##### DATASET CONTENT

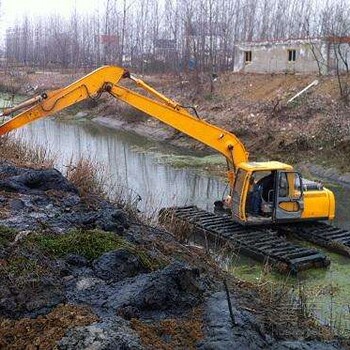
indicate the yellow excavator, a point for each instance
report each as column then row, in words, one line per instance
column 261, row 193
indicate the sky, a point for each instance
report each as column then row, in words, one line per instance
column 12, row 10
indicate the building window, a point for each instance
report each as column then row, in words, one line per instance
column 248, row 56
column 292, row 55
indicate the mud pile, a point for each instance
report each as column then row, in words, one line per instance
column 77, row 274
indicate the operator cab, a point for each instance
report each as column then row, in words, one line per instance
column 267, row 192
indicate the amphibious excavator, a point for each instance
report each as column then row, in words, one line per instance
column 261, row 194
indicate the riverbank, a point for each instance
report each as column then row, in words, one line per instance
column 79, row 271
column 313, row 129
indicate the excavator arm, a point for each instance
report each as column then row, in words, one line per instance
column 160, row 107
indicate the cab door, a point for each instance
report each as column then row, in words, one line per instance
column 289, row 198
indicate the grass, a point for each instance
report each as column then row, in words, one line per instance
column 22, row 154
column 90, row 244
column 87, row 176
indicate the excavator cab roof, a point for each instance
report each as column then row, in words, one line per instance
column 264, row 166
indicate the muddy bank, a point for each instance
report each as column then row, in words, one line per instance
column 79, row 272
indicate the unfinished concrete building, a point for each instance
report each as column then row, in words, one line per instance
column 321, row 55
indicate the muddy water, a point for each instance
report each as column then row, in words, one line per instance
column 133, row 163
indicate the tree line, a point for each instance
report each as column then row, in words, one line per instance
column 172, row 35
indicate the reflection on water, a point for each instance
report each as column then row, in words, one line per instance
column 162, row 185
column 157, row 184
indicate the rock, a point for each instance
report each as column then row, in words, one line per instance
column 175, row 288
column 305, row 345
column 81, row 115
column 33, row 180
column 35, row 298
column 129, row 312
column 118, row 265
column 16, row 204
column 113, row 334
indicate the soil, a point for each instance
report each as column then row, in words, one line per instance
column 314, row 128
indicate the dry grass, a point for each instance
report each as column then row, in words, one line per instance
column 22, row 154
column 87, row 176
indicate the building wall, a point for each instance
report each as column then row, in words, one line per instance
column 273, row 58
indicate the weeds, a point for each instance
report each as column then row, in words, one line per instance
column 90, row 244
column 23, row 154
column 87, row 176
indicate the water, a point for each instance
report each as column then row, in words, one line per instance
column 130, row 161
column 133, row 162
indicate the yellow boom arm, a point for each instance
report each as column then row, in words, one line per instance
column 162, row 108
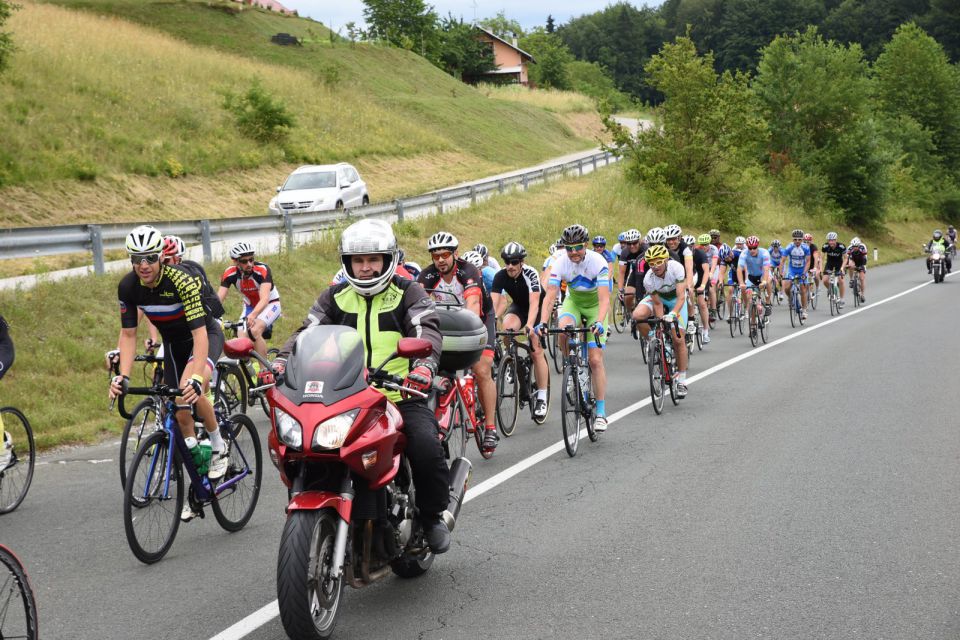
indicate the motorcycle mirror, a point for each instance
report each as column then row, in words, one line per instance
column 414, row 348
column 238, row 348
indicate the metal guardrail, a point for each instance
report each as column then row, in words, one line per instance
column 28, row 242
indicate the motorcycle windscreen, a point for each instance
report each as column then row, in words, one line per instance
column 326, row 365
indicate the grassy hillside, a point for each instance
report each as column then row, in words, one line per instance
column 111, row 106
column 47, row 346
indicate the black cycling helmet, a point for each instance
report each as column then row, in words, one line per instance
column 575, row 234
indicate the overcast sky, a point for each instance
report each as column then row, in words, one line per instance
column 529, row 13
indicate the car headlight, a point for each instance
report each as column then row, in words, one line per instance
column 289, row 430
column 331, row 433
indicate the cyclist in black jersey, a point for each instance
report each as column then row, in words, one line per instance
column 170, row 297
column 834, row 256
column 521, row 283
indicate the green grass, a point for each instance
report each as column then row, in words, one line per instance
column 60, row 382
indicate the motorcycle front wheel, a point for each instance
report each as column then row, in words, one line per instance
column 309, row 599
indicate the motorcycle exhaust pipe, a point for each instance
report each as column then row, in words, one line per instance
column 459, row 476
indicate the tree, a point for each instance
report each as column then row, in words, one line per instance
column 552, row 57
column 410, row 24
column 6, row 40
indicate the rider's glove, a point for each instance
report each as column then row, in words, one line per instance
column 420, row 377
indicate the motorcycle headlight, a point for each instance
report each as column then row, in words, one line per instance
column 289, row 430
column 331, row 433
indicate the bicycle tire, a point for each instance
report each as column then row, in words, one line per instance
column 152, row 456
column 16, row 587
column 231, row 389
column 134, row 431
column 508, row 396
column 655, row 369
column 571, row 416
column 243, row 443
column 15, row 479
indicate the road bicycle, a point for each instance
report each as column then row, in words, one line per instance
column 18, row 605
column 236, row 383
column 796, row 307
column 662, row 363
column 17, row 474
column 578, row 405
column 833, row 294
column 516, row 383
column 736, row 311
column 155, row 489
column 759, row 320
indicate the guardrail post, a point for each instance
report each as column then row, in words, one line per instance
column 205, row 241
column 288, row 229
column 96, row 247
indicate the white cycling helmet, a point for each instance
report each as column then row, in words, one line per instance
column 442, row 240
column 474, row 258
column 241, row 249
column 144, row 239
column 363, row 238
column 656, row 236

##########

» WORK TO DO: Rewrite all the entries with "indicate" changed to "mark" and everything else left the same. Leave out the pictures.

» TASK RESULT:
mark the yellow excavator, a point for each instance
report each as column then row, in words, one line per instance
column 261, row 193
mark the sky, a point for each instance
report each as column then row, in words, one line per instance
column 12, row 10
mark the building window, a point for each instance
report each as column then row, in words, one line per instance
column 248, row 56
column 292, row 55
mark the mud pile, a point for each instance
report each as column then row, in words, one line per instance
column 77, row 274
mark the operator cab, a point for each instance
report each as column then row, in words, one line per instance
column 267, row 192
mark the amphibious excavator, a point for each instance
report each as column then row, in words, one line per instance
column 261, row 194
mark the riverbank, a point for each instance
report each as column then row, in words, one line per instance
column 79, row 271
column 313, row 129
mark the excavator arm, a point for each instance
report each as column then row, in words, one line per instance
column 160, row 107
mark the cab door, a point for each instance
report each as column then row, in words, one line per instance
column 289, row 198
mark the grass, a point for each instance
report each as column then row, in words, one line per instance
column 22, row 154
column 90, row 244
column 87, row 176
mark the excavator cab roof, a point for each instance
report each as column then row, in words, one line per instance
column 264, row 166
mark the muddy bank, a point for each instance
report each as column then row, in words, one line per instance
column 79, row 272
mark the unfinished concrete building, a point for each instance
report each as column then row, in words, one line per instance
column 321, row 55
mark the muddy water, a point for each instance
report each as column then row, in words, one line per instance
column 133, row 163
mark the tree line, a point for each instance
report each as column then row, in words, one line per instance
column 172, row 35
mark the reflection on water, a point for each instance
report each as column then row, in words, one line per instance
column 162, row 185
column 157, row 184
mark the rock, a point for each instance
report each as column then row, in words, one line per instance
column 175, row 288
column 305, row 345
column 81, row 115
column 33, row 180
column 35, row 298
column 129, row 312
column 118, row 265
column 16, row 204
column 113, row 334
mark the soil, a point for each instance
report each as column then row, in words, one line per instance
column 314, row 128
mark the dry grass, a point for each instance
report each as column then row, in words, one line per instance
column 22, row 154
column 87, row 176
mark the building wall, a point for each instance
report each as column then row, in words, one line per instance
column 273, row 58
mark the weeds, a point for each instance
report each as column then row, in words, one line per instance
column 90, row 244
column 23, row 154
column 87, row 176
mark the water, a point for each instance
report each as column then row, in words, one line per instance
column 130, row 161
column 133, row 162
mark the yellow boom arm, a point for each instance
report each as column then row, in words, one line per instance
column 162, row 108
mark the motorcycle mirror, a point for each instance
report each as column then row, in words, one line per instance
column 414, row 348
column 238, row 348
mark the metal guardrail, a point for each instance
report each as column then row, in words, one line per instance
column 28, row 242
mark the motorcycle windscreen, a point for each instance
report each as column then row, in words, one line per instance
column 326, row 365
mark the grassy hillside, a point for each instance
report each as column then row, in words, one line per instance
column 111, row 106
column 47, row 346
mark the black cycling helmet, a point for each instance
report each as column then row, in words, one line per instance
column 575, row 234
mark the overcast sky, a point for each instance
report each as column then row, in words, one line per instance
column 529, row 13
mark the car headlight, a point for each instance
report each as column then row, in words, one line per instance
column 289, row 430
column 331, row 433
mark the cyclist in black jersey, a point for each instance
report each as column then row, in words, one line per instance
column 170, row 297
column 834, row 256
column 521, row 283
mark the green grass, a point for each instance
report each as column then row, in words, one line per instance
column 60, row 382
mark the motorcycle front wheel, a point for each instance
report each as column then row, in words, one line per instance
column 309, row 599
mark the motorcycle exhaust pipe, a point for each instance
report each as column then row, in words, one line per instance
column 459, row 476
mark the tree, a point for each instance
report each as column then row, in words, one line per instance
column 552, row 57
column 410, row 24
column 6, row 40
mark the rider's glove, a point for each instance
report each as column then row, in words, one line per instance
column 420, row 377
mark the motorcycle headlight, a point for each instance
report each as column then row, in words, one line per instance
column 289, row 430
column 331, row 433
mark the bicycle tire, a point for each instance
report each as column then row, in words, one line per instance
column 152, row 456
column 16, row 587
column 231, row 389
column 134, row 431
column 508, row 396
column 655, row 369
column 571, row 416
column 243, row 443
column 15, row 479
mark the road bicycle, a point for each instance
report each as column then row, in words, one line per instance
column 18, row 605
column 236, row 383
column 796, row 307
column 662, row 363
column 17, row 474
column 578, row 405
column 833, row 294
column 516, row 383
column 736, row 311
column 155, row 489
column 759, row 320
mark the guardrail post, a point for each instance
report each as column then row, in words, one line per instance
column 205, row 241
column 288, row 229
column 96, row 247
mark the white cycling helmet, a point for each instance
report each as column then row, in words, one line per instance
column 442, row 240
column 474, row 258
column 241, row 249
column 144, row 239
column 363, row 238
column 656, row 236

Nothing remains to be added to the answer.